**Written exercise**
Recast the rows below as a numbered list with no blank lines, and leave the pictures out of your answer.

**Input rows**
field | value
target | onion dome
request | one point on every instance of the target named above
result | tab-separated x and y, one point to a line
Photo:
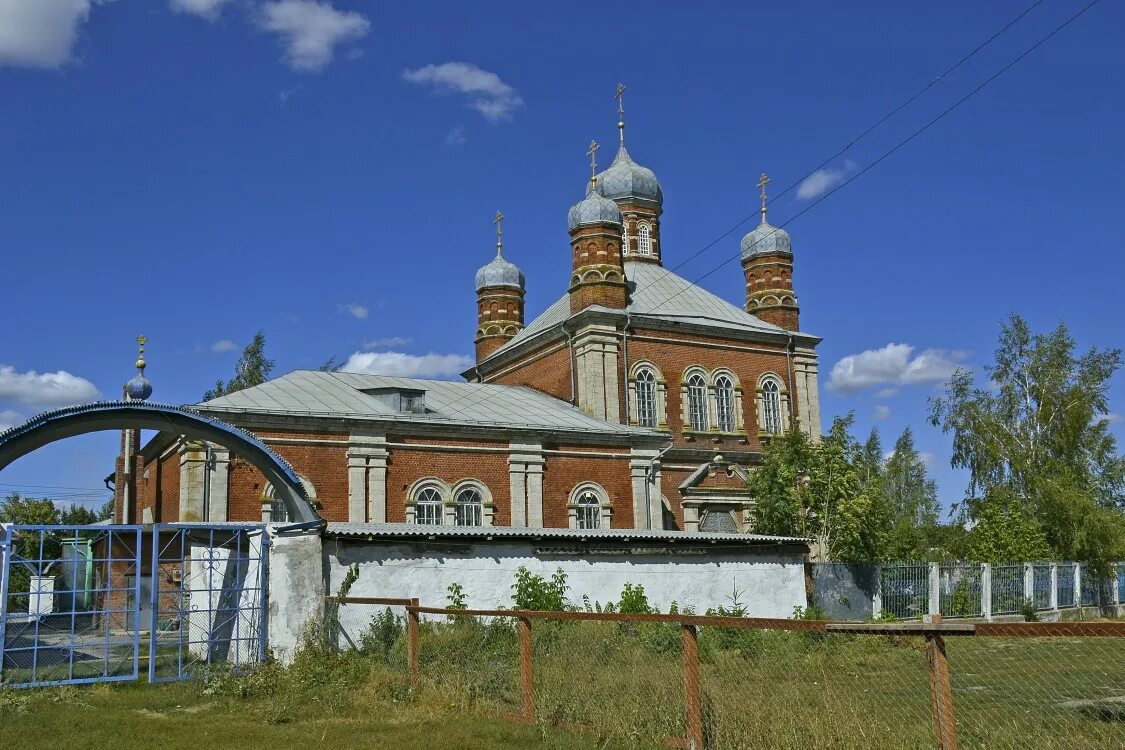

**Task output**
1. field | value
2. target | onion dome
3. request | one point on every instance of the target named above
4. result | tab-separated x and y, one point to a line
5. Photo:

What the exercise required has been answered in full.